═══ Stored rows ═══

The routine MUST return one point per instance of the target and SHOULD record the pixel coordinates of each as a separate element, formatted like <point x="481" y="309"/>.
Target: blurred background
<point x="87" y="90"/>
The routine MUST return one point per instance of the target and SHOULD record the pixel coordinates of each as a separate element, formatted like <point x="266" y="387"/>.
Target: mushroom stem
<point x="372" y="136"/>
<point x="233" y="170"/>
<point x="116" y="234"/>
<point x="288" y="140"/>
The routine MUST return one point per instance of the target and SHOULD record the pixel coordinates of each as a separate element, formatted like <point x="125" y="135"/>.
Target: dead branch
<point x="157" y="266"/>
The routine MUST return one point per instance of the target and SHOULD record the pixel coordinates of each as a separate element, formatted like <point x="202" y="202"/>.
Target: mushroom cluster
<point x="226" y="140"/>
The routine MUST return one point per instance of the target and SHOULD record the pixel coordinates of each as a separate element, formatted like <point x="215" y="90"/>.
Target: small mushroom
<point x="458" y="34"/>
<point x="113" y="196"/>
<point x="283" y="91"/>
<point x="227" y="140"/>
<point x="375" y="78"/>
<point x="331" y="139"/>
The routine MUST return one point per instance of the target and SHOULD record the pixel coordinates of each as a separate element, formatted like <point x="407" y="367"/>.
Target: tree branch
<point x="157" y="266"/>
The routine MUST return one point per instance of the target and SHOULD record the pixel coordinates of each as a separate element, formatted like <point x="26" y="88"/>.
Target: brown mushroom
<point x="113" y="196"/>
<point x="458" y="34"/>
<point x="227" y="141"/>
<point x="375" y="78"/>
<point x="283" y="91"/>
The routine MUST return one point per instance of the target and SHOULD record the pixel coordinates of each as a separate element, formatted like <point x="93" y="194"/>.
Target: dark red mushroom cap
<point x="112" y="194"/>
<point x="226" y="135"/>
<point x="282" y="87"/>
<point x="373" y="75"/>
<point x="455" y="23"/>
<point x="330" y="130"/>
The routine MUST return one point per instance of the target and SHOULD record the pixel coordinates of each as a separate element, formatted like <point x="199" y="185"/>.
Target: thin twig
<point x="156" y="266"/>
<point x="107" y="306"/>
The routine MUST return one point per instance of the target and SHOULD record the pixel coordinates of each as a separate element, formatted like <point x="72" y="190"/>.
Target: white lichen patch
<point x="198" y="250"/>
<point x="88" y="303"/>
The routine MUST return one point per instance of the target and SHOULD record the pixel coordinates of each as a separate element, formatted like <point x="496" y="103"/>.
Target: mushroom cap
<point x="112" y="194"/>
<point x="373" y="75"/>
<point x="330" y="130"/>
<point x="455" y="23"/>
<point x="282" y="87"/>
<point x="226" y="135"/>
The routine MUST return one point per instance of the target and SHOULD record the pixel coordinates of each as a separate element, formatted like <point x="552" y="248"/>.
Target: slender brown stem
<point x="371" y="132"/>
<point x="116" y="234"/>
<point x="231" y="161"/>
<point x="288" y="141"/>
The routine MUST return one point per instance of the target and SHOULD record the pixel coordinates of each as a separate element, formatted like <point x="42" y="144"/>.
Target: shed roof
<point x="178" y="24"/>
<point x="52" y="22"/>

═══

Stated problem:
Each record above should be repeated exactly as it appears.

Finished exercise:
The routine MUST return one point per instance of the target and SHOULD record the pixel coordinates of each as a separate element, formatted like <point x="481" y="309"/>.
Target: blurred background
<point x="87" y="90"/>
The routine MUST return one point per instance of the target and SHOULD record the pixel coordinates of each as a separate element, formatted like <point x="266" y="387"/>.
Target: mushroom stem
<point x="372" y="136"/>
<point x="233" y="170"/>
<point x="116" y="234"/>
<point x="288" y="140"/>
The routine MUST return one point per instance of the target and SHOULD record the pixel coordinates of each as a separate element, formatted like <point x="125" y="135"/>.
Target: dead branch
<point x="157" y="266"/>
The routine MUST return one point per instance of the target and SHOULD record the pixel coordinates of each as a separate element, formatted like <point x="202" y="202"/>.
Target: mushroom cluster
<point x="226" y="140"/>
The routine MUST return one point per instance of the target and SHOULD record the pixel coordinates of each as a separate element, formatted like <point x="215" y="90"/>.
Target: small mushroom
<point x="458" y="34"/>
<point x="113" y="196"/>
<point x="283" y="91"/>
<point x="227" y="140"/>
<point x="375" y="78"/>
<point x="331" y="139"/>
The routine MUST return one point per instance of the target and SHOULD record the pixel coordinates of each as a separate element, formatted like <point x="407" y="367"/>.
Target: tree branch
<point x="157" y="266"/>
The routine MUST return one point per instance of the target and SHOULD record the pixel coordinates of each as a separate element, formatted like <point x="26" y="88"/>.
Target: brown mushroom
<point x="113" y="196"/>
<point x="458" y="34"/>
<point x="227" y="141"/>
<point x="375" y="78"/>
<point x="283" y="91"/>
The routine MUST return one point per instance of the target and SHOULD record the pixel coordinates of each as a separate element, formatted like <point x="93" y="194"/>.
Target: dark red mushroom cap
<point x="112" y="194"/>
<point x="226" y="135"/>
<point x="282" y="87"/>
<point x="373" y="75"/>
<point x="455" y="23"/>
<point x="330" y="130"/>
The routine MUST return one point per instance of the target and SHOULD record the pixel coordinates of each as a separate element, formatted like <point x="199" y="185"/>.
Target: thin twig
<point x="156" y="266"/>
<point x="107" y="306"/>
The routine MUST return one point per instance of the target and SHOULD record the pixel coordinates of each as a separate element, formatted like <point x="72" y="190"/>.
Target: white lichen patch
<point x="198" y="250"/>
<point x="88" y="303"/>
The routine MUST return one point per instance of the target and SHOULD record the pixel coordinates of each as a separate element, formatted like <point x="496" y="103"/>.
Target: mushroom cap
<point x="112" y="194"/>
<point x="373" y="75"/>
<point x="330" y="130"/>
<point x="455" y="23"/>
<point x="282" y="87"/>
<point x="226" y="135"/>
The routine MUST return one point per instance of the target and SHOULD record the pixel coordinates of each as a separate element, formatted like <point x="552" y="248"/>.
Target: slender brown stem
<point x="371" y="132"/>
<point x="116" y="234"/>
<point x="231" y="161"/>
<point x="288" y="141"/>
The routine MUST return one point per instance of the target and SHOULD record the pixel coordinates of each as a separate element, formatted like <point x="42" y="144"/>.
Target: shed roof
<point x="178" y="24"/>
<point x="52" y="22"/>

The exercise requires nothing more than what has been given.